## Task instructions
Rewrite the text on abstinence-only sex education, beginning at the words "So while it" and stopping after "case was flawed.", with "birth control" changed to "contraception".

# start of Document text

So while it may delay sex for a bit, it does little to help in every other area. Isn’t that a strike against abstinence-only sex education? Wouldn’t it make more sense to teach abstinence along with information about birth control and condoms?
I mean, what’s more important: having safer sex at a younger age or having unsafe sex at a slightly older age?
My money’s easily on the first option. I’m not advocating sex for minors, but if people are going to have it, better to do it safely.
The Washington Post quotes Elder once again:
Randy Elder of the CDC, who works with the task force, disputed [the minority] argument, saying the critics’ case was flawed.
“All of those points were considered by the task force. They reflect a fundamental misunderstanding of a systematic review process,” he said. “The whole point of what we are doing is to aggregate data from as many studies that are critical to answering the question. What they were doing was chopping up the evidence into very fine subsets to poke holes.”
So there are two people in a large panel who think abstinence-only education works because of results in one area. The panel itself says when all the data is considered — not just a select handful of studies looking at one factor — there’s insufficient evidence in favor of abstinence-only sex education.
Moral of the story: the conservative media says abstinence-only sex education works like a charm.
You see how this works?
It’s gotten to the point where I just assume whatever the religious right says is a lie. Then I do 10 seconds of research to find the truth.

# end of Document text
# start of Stored data

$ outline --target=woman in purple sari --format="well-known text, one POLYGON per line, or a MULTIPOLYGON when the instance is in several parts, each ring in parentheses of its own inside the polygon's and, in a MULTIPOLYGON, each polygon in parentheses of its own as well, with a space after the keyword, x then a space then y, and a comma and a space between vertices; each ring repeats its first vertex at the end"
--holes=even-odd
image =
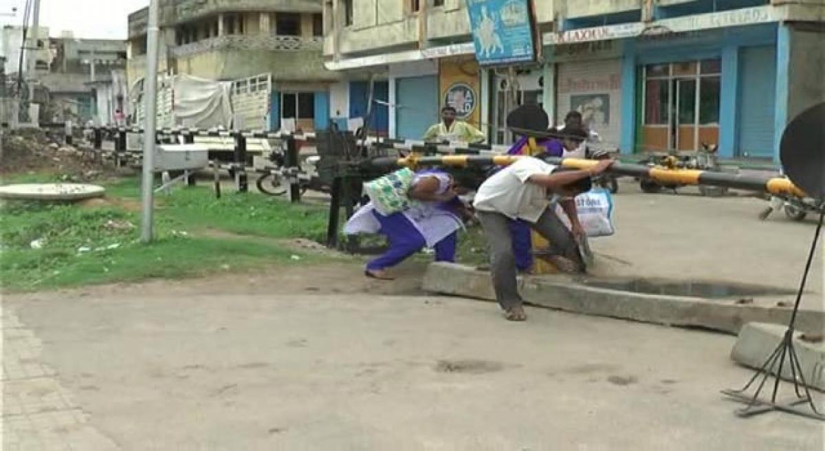
POLYGON ((375 210, 371 202, 359 209, 346 222, 344 233, 380 233, 389 244, 385 252, 367 263, 365 275, 391 280, 387 270, 424 247, 435 250, 436 261, 455 261, 458 230, 464 227, 463 219, 471 217, 458 197, 460 190, 446 171, 419 171, 408 193, 418 201, 415 206, 389 215, 375 210))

# end of Stored data

## Result for this task
So while it may delay sex for a bit, it does little to help in every other area. Isn’t that a strike against abstinence-only sex education? Wouldn’t it make more sense to teach abstinence along with information about contraception and condoms?
I mean, what’s more important: having safer sex at a younger age or having unsafe sex at a slightly older age?
My money’s easily on the first option. I’m not advocating sex for minors, but if people are going to have it, better to do it safely.
The Washington Post quotes Elder once again:
Randy Elder of the CDC, who works with the task force, disputed [the minority] argument, saying the critics’ case was flawed.